* _EXERCISE REQUIREMENTS_
Count the lines in the rows below that contain the string "cloud". Give only the number.
======
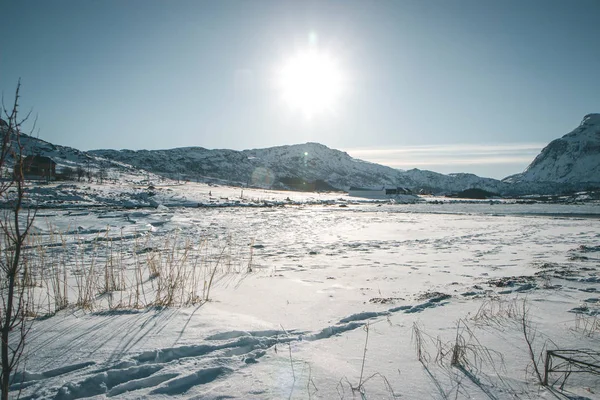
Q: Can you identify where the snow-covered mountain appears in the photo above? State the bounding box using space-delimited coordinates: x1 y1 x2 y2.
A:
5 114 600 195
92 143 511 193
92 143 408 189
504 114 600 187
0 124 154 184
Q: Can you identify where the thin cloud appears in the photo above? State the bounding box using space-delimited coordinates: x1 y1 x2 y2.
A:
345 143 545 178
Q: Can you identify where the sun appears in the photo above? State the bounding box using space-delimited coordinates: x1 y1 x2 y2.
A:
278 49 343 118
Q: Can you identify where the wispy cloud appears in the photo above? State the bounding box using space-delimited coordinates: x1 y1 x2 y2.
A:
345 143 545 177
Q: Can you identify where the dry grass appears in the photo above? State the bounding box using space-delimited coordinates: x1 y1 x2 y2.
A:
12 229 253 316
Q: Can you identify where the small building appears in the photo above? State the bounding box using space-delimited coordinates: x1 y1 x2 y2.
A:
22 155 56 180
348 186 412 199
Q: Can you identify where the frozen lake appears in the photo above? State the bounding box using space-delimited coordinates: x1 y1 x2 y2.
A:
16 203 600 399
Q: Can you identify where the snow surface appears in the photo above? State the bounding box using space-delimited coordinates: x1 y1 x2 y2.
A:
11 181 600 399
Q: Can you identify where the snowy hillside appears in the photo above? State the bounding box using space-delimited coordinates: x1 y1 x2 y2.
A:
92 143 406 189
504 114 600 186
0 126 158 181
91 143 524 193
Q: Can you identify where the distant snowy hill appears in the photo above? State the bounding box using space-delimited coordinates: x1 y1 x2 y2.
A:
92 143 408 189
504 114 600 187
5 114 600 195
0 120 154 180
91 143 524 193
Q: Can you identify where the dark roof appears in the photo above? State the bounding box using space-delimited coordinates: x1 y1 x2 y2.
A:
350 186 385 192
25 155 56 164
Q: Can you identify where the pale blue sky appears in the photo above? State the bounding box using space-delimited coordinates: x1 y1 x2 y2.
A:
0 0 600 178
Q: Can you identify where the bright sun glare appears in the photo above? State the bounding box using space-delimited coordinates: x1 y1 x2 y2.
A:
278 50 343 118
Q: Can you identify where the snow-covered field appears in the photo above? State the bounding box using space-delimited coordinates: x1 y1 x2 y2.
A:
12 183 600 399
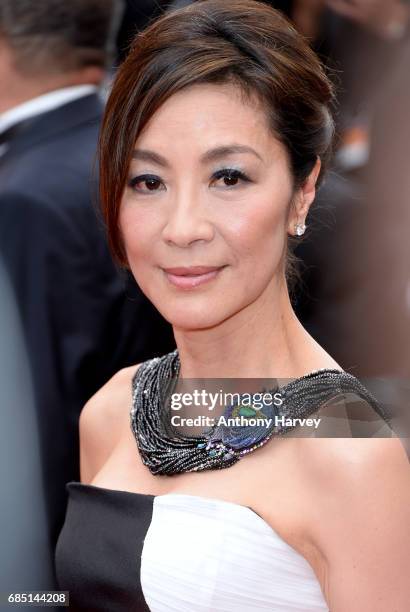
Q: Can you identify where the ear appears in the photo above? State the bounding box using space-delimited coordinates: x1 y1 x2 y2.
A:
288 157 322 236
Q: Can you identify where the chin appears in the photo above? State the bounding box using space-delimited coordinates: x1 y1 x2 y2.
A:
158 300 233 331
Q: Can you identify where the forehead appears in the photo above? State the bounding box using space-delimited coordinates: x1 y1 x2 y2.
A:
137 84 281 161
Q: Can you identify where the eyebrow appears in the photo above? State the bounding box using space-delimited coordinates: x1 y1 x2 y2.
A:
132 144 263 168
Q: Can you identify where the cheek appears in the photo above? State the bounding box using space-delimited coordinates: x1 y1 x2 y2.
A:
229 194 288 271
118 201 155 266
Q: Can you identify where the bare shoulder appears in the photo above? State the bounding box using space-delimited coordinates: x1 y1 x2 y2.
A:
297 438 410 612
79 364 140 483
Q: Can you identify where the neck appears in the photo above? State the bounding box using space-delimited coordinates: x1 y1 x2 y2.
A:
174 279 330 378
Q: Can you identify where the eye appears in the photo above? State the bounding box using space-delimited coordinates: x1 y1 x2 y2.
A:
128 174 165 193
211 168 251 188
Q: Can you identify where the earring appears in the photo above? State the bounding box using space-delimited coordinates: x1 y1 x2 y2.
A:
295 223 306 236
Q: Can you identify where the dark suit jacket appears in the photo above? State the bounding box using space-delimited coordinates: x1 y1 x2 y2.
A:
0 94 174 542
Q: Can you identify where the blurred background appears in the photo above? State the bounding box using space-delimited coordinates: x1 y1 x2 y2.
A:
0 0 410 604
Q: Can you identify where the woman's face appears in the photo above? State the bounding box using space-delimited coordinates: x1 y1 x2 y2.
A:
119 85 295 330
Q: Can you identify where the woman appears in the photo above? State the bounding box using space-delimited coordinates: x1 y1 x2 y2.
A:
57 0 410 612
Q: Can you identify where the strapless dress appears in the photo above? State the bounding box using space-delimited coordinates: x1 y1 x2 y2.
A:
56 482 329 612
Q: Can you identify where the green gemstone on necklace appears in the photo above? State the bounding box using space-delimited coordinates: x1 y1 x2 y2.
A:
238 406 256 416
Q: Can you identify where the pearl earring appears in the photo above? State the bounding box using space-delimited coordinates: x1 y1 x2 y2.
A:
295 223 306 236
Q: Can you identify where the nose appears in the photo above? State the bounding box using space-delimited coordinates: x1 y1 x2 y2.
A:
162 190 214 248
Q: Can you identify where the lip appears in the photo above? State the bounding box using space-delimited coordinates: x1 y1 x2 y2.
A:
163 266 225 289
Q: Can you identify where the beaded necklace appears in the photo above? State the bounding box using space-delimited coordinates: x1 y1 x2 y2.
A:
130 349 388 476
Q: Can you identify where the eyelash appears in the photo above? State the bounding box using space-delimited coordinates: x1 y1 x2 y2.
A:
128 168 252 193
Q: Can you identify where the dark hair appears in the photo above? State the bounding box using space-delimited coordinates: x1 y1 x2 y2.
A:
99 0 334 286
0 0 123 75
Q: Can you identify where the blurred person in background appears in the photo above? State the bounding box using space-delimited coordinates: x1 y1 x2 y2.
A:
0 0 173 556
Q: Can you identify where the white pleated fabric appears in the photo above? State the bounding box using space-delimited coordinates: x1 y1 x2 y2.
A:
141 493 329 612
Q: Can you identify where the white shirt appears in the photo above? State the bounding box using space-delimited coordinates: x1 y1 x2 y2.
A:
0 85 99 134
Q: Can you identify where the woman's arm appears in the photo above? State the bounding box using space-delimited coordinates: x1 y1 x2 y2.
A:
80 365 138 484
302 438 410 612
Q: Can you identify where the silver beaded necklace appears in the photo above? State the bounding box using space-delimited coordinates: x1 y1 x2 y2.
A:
======
* _CORRECT RESULT_
2